**INSTRUCTIONS FOR THE TASK**
Exactly as they stand, give the records below again, with no images.

-- EXTRACTED DATA follows --

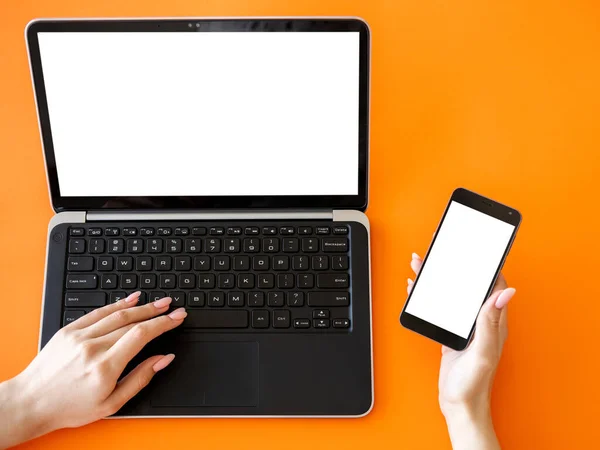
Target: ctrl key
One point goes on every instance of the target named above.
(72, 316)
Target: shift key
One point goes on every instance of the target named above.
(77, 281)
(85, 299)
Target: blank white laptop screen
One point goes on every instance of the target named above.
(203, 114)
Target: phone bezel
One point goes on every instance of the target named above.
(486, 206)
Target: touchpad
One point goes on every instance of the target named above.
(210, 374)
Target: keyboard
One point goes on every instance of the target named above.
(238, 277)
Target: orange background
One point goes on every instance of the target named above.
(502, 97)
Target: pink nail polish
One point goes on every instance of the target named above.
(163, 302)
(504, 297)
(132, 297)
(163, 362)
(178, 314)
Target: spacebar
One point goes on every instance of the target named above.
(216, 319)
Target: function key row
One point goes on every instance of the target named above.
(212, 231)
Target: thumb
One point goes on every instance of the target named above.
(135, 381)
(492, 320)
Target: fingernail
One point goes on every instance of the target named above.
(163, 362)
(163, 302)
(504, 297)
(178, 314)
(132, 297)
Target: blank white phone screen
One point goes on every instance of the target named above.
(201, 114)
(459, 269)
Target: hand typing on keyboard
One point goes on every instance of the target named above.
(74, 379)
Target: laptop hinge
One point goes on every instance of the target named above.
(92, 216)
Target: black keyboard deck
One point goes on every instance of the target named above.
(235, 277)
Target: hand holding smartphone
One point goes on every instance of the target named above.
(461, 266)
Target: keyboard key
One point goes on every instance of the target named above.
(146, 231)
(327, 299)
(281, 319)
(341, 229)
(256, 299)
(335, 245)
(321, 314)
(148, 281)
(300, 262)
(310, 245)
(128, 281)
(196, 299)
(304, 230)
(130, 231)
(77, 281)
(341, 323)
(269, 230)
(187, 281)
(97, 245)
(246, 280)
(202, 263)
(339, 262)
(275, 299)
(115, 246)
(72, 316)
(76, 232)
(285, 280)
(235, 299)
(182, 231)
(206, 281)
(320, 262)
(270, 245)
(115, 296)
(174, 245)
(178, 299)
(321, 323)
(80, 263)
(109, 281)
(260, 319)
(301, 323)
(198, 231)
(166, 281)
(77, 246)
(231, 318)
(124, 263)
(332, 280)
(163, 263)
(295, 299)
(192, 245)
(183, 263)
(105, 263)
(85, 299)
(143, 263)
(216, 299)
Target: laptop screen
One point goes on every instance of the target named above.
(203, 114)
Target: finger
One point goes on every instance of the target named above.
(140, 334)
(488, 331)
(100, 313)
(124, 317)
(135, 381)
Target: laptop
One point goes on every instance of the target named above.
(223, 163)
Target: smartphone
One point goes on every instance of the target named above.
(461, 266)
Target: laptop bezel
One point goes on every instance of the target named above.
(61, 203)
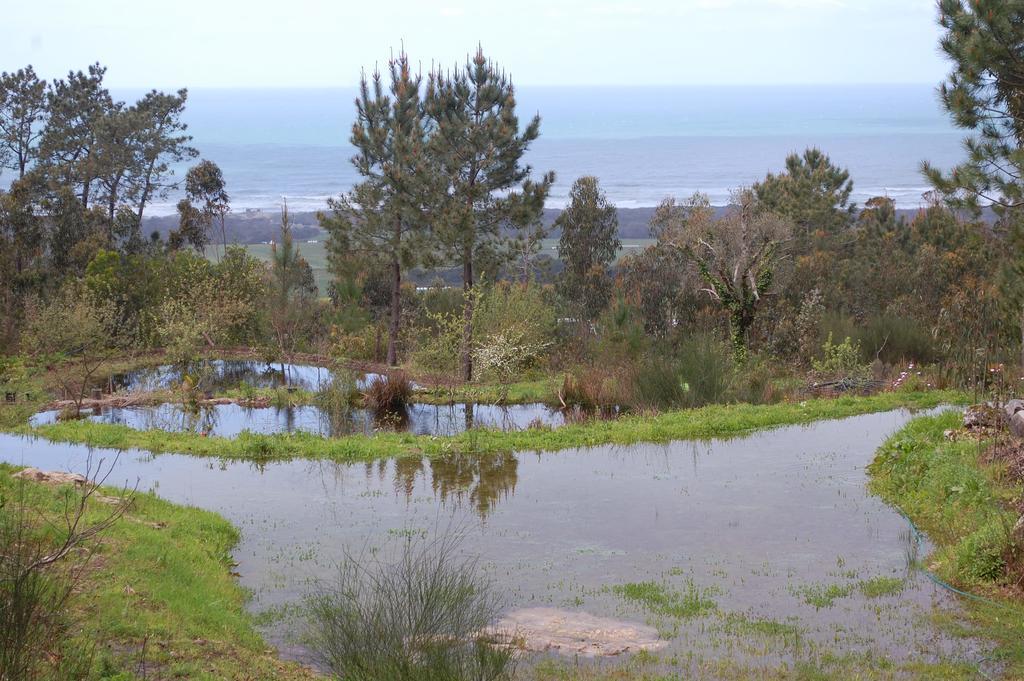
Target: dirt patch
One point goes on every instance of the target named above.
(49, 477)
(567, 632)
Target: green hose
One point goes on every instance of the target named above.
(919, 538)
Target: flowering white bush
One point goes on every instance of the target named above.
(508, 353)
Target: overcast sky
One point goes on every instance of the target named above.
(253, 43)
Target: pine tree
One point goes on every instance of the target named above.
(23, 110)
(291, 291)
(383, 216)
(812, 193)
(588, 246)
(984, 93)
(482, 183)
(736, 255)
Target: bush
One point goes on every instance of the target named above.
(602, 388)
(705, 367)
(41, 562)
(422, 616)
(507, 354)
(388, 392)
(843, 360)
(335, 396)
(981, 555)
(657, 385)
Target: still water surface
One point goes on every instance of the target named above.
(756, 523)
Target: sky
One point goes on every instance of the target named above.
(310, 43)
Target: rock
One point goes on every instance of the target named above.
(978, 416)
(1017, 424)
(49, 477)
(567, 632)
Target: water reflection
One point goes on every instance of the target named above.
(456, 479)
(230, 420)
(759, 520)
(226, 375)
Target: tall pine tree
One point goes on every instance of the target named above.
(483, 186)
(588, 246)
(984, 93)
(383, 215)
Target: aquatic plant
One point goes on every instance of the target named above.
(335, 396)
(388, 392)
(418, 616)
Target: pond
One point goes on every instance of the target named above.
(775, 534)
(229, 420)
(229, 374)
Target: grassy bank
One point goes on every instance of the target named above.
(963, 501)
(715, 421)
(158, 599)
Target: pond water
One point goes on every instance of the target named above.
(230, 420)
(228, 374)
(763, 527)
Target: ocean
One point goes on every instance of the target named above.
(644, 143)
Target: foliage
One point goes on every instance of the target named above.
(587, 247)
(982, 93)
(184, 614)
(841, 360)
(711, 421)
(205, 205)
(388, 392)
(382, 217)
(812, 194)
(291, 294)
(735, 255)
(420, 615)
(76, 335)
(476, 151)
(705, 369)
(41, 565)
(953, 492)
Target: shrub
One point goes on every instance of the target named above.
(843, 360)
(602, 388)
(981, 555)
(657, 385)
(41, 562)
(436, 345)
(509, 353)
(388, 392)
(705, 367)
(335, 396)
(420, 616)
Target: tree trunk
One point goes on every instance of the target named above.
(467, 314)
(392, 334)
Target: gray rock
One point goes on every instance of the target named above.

-- EXTRACTED DATA concluded --

**ANSWER FOR THIS EXERCISE**
Target: ctrl key
One point goes on every instance of the target named above.
(72, 316)
Target: shift key
One point goes on every instance of the target named above.
(77, 281)
(85, 299)
Target: blank white laptop screen
One point goes on every instance of the target named above.
(203, 114)
Target: phone bezel
One point goes on every instance of the target named above.
(486, 206)
Target: touchpad
One point goes on every instance of the target named above.
(210, 374)
Target: keyboard
One point goes on every instance of the target named above.
(238, 277)
Target: orange background
One point goes on every instance of the target named above.
(502, 97)
Target: pink nail polish
One point goes on every instance of the target named above.
(163, 302)
(504, 297)
(132, 297)
(163, 362)
(178, 314)
Target: spacebar
One point goes on every instance of the target named above.
(216, 319)
Target: function key row
One point goes on every instance of the target named above.
(212, 231)
Target: thumb
One point goes on every instance of the target named above.
(135, 381)
(492, 320)
Target: fingernail
One point goes on every instance of the target named above.
(163, 362)
(163, 302)
(504, 297)
(178, 314)
(132, 297)
Target: blank white phone screen
One point goes on every instance of the target named above.
(201, 114)
(459, 269)
Target: hand typing on keyboard
One point goes on every instance of the target named above.
(74, 379)
Target: laptop hinge
One point goes on every instance of the target named above.
(92, 216)
Target: black keyboard deck
One point goes on every instance of the target named above.
(235, 277)
Target: hand holding smartphone
One point goes on every instance of the target named above.
(461, 266)
Target: keyboard key
One point goes on every instance of the target named above.
(146, 231)
(327, 299)
(281, 319)
(341, 229)
(256, 299)
(335, 245)
(321, 314)
(148, 281)
(300, 262)
(310, 245)
(128, 281)
(196, 299)
(304, 230)
(130, 231)
(77, 281)
(341, 323)
(269, 230)
(187, 281)
(97, 245)
(246, 280)
(202, 263)
(339, 262)
(275, 299)
(115, 246)
(72, 316)
(76, 232)
(285, 280)
(235, 299)
(182, 231)
(206, 281)
(320, 262)
(270, 245)
(115, 296)
(174, 245)
(178, 299)
(321, 323)
(80, 263)
(109, 281)
(260, 319)
(301, 323)
(198, 231)
(166, 281)
(77, 246)
(231, 318)
(124, 263)
(332, 280)
(163, 263)
(295, 299)
(192, 245)
(183, 263)
(105, 263)
(85, 299)
(143, 263)
(216, 299)
Target: laptop screen
One point goes on every instance of the target named above.
(203, 114)
Target: finger
One point goes on every instance of the target named above.
(140, 334)
(488, 331)
(100, 313)
(124, 317)
(135, 381)
Target: laptop
One point goes on every instance of the target named above.
(223, 163)
Target: smartphone
One point goes on every instance of the target named above.
(461, 266)
Target: laptop bezel
One point goes on every instance of the target named above.
(61, 203)
Target: dirt patch
One point goes on every instance of the target named above.
(49, 477)
(567, 632)
Target: green hose
One point goes on every instance of the target named above.
(919, 538)
Target: flowering white bush
One point goes on every instance of the target named above.
(508, 353)
Target: overcast sky
One point goes on every instance of the target named above.
(253, 43)
Target: pine tree
One point goes on every instance of the target named above.
(23, 110)
(291, 291)
(383, 216)
(812, 193)
(588, 246)
(984, 93)
(482, 183)
(736, 255)
Target: bush
One point goes on every instance of the target named above.
(602, 388)
(705, 367)
(41, 562)
(422, 616)
(507, 354)
(388, 392)
(843, 360)
(335, 396)
(981, 555)
(657, 385)
Target: still water surface
One point goes on every instance of the target named above.
(756, 523)
Target: sky
One point goes on every instance of the target named above.
(310, 43)
Target: rock
One point goes on every instance of the target named above.
(978, 416)
(1017, 424)
(49, 477)
(567, 632)
Target: water reflection
One point goes on every instance of the target named above.
(456, 479)
(230, 420)
(759, 520)
(226, 375)
Target: tall pine tree
One point goes on every instance of the target named above.
(483, 186)
(588, 246)
(984, 93)
(383, 215)
Target: aquatic plant
One point goes on every instance of the target named above.
(335, 396)
(388, 392)
(418, 616)
Target: pond
One point goes on every instance of the target named above.
(775, 534)
(229, 420)
(229, 374)
Target: grassy bank
One point goes on every instance of the target named above.
(963, 501)
(715, 421)
(158, 599)
Target: pond water
One point goes on every instance of the target named above.
(230, 420)
(228, 374)
(763, 527)
Target: ocean
One point goes on every instance of the target named above.
(644, 143)
Target: foliage
One point goes on every instance of the target named above.
(587, 247)
(982, 93)
(184, 614)
(841, 360)
(711, 421)
(205, 205)
(388, 392)
(382, 217)
(812, 194)
(291, 294)
(735, 255)
(420, 615)
(76, 335)
(476, 151)
(705, 369)
(41, 565)
(953, 492)
Target: shrub
One point goes on every instance of the target named above.
(843, 360)
(602, 388)
(981, 555)
(657, 385)
(41, 562)
(436, 345)
(509, 353)
(388, 392)
(705, 367)
(335, 396)
(420, 616)
Target: tree trunk
One point goes on every instance of the target named above.
(467, 314)
(392, 334)
Target: gray rock
One point goes on every instance of the target named above.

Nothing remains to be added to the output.